« En dépression du post-partum, elle étouffe ses jumelles de trois mois avec leur doudou » : le procès s’ouvre à Bordeaux
Un dossier glaçant arrive ce mercredi à la barre de la cour d’assises de la Gironde. Une mère de 37 ans, en dépression du post-partum, est jugée pour l’étouffement de ses jumelles de trois mois.
Elle reconnaît des gestes commis au moment de la sieste, mais conteste toute intention de tuer. Au cœur des débats, des autopsies qui concluent à une asphyxie par suffocation et une question lourde : jusqu’où la maladie mentale pèse-t-elle sur la responsabilité pénale.
Le drame de Lamarque, chronologie d’un après-midi qui bascule
Le 19 décembre 2022, dans la commune de Lamarque en Gironde, la jeune mère installe ses deux bébés pour la sieste, vers midi. L’ordinaire d’un foyer s’installe, silencieux. Près de quatre heures plus tard, elle découvre qu’Ambre et Emma ne respirent plus.
Au téléphone, la panique affleure dans une phrase répétée, presque mécanique : « c’est ma faute ». Les secours sont alertés, des voisins interviennent et prodiguent des gestes de réanimation jusqu’à l’arrivée des pompiers. Ambre est déclarée morte sur place. Emma décède quelques heures plus tard au CHU de Bordeaux.
Cette séquence serrée dans le temps, avec ce silence de l’après-midi qui s’éternise, deviendra un axe central du procès. Elle dit l’isolement, la fatigue, mais aussi la matérialité des gestes. Car si la mère admet avoir posé un doudou sur le visage de ses jumelles, elle nie l’intention d’ôter la vie. Le dossier, lui, raconte autre chose, plus précis, plus implacable.
****
▶ **VOTRE TÂCHE**
Selon l'extrait, dans quelle commune le drame du 19 décembre 2022 s'est-il produit ?

▶ **JEU DE DONNÉES**
****
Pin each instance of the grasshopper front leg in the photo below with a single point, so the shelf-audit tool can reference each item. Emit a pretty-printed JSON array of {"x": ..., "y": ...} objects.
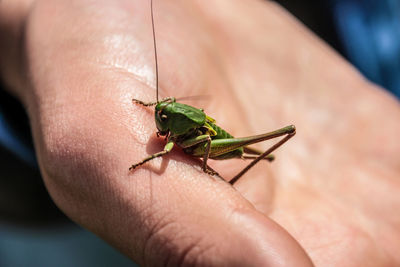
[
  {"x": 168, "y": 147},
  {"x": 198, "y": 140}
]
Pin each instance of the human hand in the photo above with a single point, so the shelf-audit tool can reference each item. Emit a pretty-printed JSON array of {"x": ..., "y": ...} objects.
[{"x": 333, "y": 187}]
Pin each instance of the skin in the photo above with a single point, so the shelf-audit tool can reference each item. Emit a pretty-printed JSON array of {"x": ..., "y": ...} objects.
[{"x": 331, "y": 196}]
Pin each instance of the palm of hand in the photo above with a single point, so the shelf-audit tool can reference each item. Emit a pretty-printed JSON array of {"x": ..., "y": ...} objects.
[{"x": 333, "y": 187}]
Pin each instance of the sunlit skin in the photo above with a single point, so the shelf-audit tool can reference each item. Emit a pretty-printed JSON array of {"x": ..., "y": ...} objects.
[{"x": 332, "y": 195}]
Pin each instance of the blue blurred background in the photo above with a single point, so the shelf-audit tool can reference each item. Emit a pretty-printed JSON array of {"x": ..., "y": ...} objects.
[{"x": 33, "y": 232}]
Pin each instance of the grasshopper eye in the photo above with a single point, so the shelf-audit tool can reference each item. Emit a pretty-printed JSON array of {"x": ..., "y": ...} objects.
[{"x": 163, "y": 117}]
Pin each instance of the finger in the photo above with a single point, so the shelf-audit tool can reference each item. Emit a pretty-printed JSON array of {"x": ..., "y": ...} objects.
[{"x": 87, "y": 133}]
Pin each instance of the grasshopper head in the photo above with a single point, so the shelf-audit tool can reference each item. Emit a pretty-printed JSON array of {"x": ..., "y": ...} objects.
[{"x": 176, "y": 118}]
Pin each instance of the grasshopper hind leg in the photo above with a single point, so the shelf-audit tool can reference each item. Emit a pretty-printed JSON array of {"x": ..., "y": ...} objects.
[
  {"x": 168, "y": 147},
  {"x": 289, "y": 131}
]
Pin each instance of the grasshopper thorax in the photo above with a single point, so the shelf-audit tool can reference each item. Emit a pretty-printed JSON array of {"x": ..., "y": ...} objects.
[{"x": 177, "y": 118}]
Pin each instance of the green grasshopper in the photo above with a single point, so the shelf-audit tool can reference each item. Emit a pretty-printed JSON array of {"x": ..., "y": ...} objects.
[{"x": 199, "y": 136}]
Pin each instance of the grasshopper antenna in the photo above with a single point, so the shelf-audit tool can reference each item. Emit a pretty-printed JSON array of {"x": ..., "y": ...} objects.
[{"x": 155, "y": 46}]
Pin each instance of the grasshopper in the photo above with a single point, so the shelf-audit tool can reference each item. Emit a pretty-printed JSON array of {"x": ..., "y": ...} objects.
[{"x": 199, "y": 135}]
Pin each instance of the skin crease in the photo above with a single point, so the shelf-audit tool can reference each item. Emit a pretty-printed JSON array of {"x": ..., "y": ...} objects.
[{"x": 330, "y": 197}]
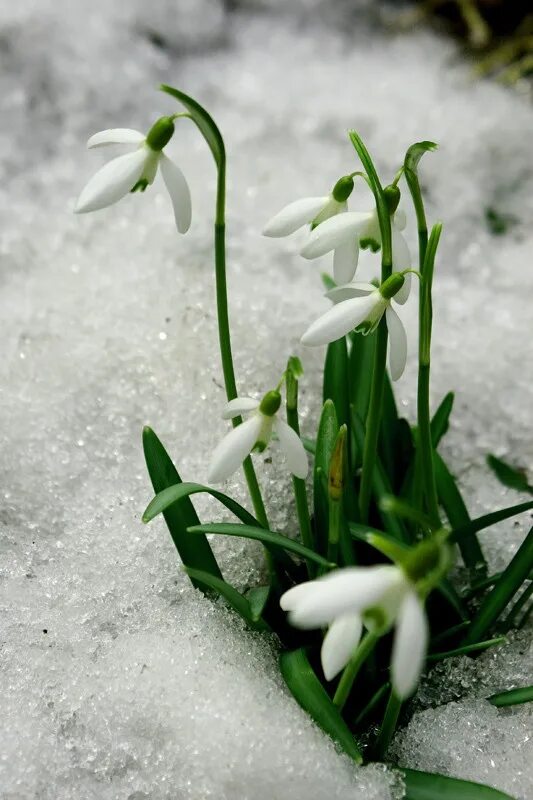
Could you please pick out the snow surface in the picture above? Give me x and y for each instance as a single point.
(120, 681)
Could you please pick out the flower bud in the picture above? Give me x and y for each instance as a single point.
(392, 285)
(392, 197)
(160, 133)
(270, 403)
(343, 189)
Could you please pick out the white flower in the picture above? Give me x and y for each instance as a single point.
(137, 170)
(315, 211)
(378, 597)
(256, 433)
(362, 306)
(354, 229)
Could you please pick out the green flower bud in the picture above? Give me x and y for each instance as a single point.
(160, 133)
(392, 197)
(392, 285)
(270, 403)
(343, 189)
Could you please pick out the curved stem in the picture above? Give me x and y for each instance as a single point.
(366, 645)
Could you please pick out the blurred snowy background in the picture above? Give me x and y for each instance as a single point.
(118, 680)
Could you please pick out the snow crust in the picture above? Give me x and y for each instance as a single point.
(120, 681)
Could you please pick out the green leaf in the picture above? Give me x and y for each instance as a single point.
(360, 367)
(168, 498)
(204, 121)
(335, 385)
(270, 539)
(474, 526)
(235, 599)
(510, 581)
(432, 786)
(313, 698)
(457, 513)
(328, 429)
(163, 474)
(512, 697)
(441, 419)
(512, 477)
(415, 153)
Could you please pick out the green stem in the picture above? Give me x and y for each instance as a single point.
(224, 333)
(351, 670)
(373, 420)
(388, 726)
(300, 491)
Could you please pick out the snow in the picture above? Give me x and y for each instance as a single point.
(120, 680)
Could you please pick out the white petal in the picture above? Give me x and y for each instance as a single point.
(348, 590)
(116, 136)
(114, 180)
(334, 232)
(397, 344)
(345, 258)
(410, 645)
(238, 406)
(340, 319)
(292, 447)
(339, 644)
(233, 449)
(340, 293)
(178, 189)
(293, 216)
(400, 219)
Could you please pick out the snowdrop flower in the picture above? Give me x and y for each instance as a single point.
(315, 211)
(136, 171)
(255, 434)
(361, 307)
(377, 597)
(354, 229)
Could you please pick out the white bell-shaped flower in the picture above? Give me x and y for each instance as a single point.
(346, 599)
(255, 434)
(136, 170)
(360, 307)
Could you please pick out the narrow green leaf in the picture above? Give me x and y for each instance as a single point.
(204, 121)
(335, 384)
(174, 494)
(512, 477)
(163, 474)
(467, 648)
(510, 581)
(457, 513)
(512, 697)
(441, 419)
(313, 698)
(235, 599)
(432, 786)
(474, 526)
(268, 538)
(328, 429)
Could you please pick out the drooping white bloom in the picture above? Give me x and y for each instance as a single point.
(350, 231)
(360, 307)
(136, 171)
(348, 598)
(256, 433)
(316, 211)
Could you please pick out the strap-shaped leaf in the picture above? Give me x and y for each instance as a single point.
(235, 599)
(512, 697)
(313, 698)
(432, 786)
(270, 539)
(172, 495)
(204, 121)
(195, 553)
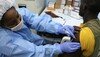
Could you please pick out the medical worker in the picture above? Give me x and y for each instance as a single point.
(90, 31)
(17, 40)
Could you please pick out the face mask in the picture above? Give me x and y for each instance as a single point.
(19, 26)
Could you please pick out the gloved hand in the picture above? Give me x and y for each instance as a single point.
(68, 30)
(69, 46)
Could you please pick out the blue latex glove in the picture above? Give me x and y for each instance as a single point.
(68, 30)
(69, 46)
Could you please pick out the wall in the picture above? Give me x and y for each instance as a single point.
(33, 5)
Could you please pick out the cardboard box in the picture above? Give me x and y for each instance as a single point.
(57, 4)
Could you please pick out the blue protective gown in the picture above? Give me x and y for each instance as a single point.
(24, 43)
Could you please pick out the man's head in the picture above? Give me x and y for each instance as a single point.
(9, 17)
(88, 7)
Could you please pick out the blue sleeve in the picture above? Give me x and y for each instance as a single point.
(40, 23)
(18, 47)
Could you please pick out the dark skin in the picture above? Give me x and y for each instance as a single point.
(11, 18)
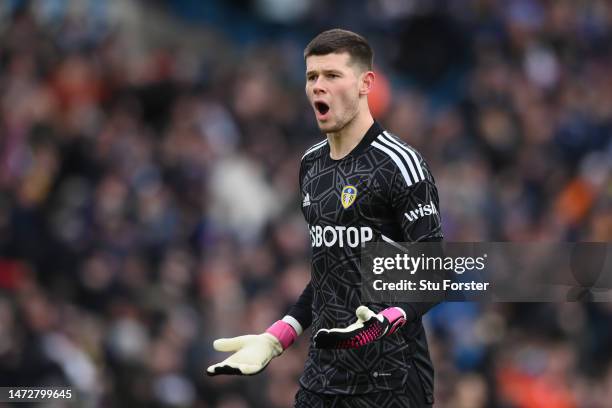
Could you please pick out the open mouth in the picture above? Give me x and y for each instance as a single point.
****
▶ **RÉPONSE**
À Lamarque, en Gironde.